_Extract:_
--- start ---

The Old Man at the Bridge | Summary and Analysis

 

The theme of stagnation and lack of agency makes its presence strongly felt in the first paragraph of the story through its imagery of the dusty landscape. This is also highlighted through the use of words like ‘stagger‘, ‘plodded‘ etc which convey a sense of difficulty in movement. Not only does it reflect the manner in which people are stuck physically in a particular place but also represents countless lives stuck in the hell-hole of war violence.

Making use of the first person narrative, Hemingway, in one masterstroke, underlines the theme of loss of agency by linking the literal and the figurative :

“It was my business to cross the bridge; explore the bridgehead beyond and find out to what point the enemy had advanced. I did this and returned over the bridge. There were not so many carts now and very few people on foot, but the old man was still there.”

The people spoken of in the first paragraph of the story have already crossed the bridge. This soldier (who is narrator of the story) has already returned after having crossed the bridge. But an man is still there where he had erstwhile been. The old man tells the soldier how they were made to  vacate his hometown  due to the war and how he had to leave his animals behind which included a cat, pigeons and two goats.

On a closer look, one finds that out of the animals the old man talks about, the cats and dogs are free to escape but the goats are stuck, unable to move, very much like the old man himself. This confluence of the literal and the figurative meanings of the story is manifested in the inaction of the old man throughout the story. Much about this, later.

“Where do you come from?” I asked him
“From San Carlos” he said and smiled. That was his native town so it give him pleasure to mention it and he smiled.

--- end ---

_Data:_
--- start ---

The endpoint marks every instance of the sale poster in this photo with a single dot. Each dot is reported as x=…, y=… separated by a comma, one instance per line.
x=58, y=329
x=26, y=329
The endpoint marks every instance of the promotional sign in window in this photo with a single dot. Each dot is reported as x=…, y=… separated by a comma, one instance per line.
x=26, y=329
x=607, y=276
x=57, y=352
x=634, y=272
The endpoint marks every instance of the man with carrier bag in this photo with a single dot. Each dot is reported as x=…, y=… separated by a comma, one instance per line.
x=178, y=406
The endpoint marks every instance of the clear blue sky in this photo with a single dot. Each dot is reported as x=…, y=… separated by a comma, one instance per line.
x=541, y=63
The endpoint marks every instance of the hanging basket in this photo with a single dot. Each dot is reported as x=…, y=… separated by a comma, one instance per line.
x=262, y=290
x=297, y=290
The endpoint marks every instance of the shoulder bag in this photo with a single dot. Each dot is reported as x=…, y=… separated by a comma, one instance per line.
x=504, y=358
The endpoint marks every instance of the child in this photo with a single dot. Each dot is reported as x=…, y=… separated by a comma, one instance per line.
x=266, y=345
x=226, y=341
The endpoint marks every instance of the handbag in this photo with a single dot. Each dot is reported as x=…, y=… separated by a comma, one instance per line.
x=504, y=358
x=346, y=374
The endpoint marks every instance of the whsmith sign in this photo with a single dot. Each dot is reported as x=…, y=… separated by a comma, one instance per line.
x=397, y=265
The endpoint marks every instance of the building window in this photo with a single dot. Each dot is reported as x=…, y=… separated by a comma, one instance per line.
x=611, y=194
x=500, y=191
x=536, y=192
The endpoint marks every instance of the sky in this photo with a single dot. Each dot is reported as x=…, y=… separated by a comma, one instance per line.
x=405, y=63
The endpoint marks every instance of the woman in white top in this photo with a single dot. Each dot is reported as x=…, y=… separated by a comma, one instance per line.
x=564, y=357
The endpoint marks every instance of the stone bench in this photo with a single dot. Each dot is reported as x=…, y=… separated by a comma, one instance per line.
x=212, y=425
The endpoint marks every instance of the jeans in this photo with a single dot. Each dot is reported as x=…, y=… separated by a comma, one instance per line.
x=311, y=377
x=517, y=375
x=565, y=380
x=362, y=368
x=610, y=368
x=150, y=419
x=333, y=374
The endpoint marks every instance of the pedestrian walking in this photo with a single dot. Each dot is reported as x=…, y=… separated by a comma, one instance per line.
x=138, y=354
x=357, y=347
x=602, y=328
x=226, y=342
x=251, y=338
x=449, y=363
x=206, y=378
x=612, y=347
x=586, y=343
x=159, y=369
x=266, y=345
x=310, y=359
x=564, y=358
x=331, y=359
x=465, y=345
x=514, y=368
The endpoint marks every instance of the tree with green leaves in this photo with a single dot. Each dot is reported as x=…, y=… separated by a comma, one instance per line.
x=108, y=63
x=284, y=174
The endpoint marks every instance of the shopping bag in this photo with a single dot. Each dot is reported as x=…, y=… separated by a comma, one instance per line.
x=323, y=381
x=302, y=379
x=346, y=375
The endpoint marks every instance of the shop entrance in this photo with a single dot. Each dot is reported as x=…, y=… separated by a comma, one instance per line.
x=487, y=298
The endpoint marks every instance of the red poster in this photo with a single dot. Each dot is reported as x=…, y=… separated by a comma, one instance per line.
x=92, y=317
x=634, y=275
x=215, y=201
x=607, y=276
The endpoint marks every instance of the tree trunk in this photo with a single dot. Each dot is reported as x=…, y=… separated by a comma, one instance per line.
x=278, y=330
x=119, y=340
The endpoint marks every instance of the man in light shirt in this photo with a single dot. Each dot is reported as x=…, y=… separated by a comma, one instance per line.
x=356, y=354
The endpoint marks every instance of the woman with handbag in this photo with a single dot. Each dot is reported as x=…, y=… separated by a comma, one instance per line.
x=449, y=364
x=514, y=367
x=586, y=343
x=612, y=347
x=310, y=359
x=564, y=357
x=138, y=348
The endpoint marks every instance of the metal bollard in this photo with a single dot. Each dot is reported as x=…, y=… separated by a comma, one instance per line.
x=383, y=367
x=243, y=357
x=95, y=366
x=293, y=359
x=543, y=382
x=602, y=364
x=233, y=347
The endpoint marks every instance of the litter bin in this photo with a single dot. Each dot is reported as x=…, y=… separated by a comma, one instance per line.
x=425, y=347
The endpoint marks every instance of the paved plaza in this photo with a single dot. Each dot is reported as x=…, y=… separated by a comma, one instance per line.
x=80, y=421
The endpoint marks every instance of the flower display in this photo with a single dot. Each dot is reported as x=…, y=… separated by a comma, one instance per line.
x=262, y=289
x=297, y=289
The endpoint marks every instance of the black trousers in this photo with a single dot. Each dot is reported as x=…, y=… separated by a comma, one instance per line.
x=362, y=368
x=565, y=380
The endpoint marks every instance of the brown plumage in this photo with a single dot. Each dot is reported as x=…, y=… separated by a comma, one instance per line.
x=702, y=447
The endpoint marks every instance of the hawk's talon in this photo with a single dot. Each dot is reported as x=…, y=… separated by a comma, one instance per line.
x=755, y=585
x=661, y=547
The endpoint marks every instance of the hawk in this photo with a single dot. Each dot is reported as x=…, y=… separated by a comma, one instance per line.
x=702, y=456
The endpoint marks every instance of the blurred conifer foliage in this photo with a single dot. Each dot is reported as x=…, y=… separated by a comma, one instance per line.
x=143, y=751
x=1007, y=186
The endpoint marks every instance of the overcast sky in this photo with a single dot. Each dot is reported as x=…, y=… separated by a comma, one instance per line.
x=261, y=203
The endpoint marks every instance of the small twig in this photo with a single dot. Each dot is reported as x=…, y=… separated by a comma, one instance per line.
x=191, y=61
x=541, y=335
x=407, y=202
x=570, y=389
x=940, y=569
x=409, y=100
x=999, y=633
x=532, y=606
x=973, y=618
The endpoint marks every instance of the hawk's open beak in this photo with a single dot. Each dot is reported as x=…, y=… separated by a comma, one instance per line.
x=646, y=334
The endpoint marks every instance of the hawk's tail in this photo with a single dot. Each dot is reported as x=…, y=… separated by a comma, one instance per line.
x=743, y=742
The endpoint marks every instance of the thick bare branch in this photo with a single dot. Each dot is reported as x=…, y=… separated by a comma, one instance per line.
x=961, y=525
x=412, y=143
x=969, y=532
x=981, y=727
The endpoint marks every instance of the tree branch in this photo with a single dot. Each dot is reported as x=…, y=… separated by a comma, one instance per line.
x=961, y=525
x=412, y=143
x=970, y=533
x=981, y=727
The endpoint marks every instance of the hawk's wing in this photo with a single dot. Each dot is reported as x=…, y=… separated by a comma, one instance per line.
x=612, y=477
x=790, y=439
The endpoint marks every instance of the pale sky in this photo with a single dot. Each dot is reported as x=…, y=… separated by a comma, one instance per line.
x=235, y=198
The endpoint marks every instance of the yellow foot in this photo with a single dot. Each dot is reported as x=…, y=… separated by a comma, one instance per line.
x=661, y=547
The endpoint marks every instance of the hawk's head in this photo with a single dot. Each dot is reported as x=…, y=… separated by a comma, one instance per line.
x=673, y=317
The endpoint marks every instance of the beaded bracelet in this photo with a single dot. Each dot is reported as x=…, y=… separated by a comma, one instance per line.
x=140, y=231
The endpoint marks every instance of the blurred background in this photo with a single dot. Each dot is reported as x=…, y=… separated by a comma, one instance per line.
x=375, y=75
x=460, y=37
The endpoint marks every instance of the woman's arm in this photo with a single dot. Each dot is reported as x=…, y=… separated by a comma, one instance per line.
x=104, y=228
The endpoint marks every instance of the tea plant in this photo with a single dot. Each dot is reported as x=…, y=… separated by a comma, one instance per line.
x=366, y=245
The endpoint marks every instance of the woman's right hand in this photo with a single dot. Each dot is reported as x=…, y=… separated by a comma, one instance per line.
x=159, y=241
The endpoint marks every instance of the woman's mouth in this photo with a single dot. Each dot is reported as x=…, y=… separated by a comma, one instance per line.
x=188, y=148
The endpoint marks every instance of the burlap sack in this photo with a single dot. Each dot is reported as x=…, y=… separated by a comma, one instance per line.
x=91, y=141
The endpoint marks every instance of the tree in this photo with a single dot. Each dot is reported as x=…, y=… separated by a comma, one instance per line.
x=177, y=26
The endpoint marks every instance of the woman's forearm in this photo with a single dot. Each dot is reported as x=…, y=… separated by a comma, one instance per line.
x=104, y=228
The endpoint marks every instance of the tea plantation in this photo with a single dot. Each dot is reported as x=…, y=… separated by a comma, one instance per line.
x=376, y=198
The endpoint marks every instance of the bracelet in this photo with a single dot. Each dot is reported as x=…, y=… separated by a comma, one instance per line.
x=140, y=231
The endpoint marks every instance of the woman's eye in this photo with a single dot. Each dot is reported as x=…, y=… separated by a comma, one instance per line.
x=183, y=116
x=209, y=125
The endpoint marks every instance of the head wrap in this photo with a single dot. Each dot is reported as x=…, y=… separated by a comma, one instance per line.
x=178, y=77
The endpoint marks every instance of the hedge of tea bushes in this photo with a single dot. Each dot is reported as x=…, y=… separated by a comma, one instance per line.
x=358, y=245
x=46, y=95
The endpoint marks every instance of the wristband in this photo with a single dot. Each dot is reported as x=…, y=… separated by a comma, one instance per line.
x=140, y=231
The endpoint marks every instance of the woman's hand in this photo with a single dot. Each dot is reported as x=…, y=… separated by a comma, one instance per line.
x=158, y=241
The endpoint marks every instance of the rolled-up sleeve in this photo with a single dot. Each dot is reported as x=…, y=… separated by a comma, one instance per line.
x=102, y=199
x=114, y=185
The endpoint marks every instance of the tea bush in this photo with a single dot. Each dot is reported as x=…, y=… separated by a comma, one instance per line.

--- end ---

_Set exercise:_
In the story analysis, which town does the old man name as his native town? None of the data is needed here.

_Full answer:_
San Carlos.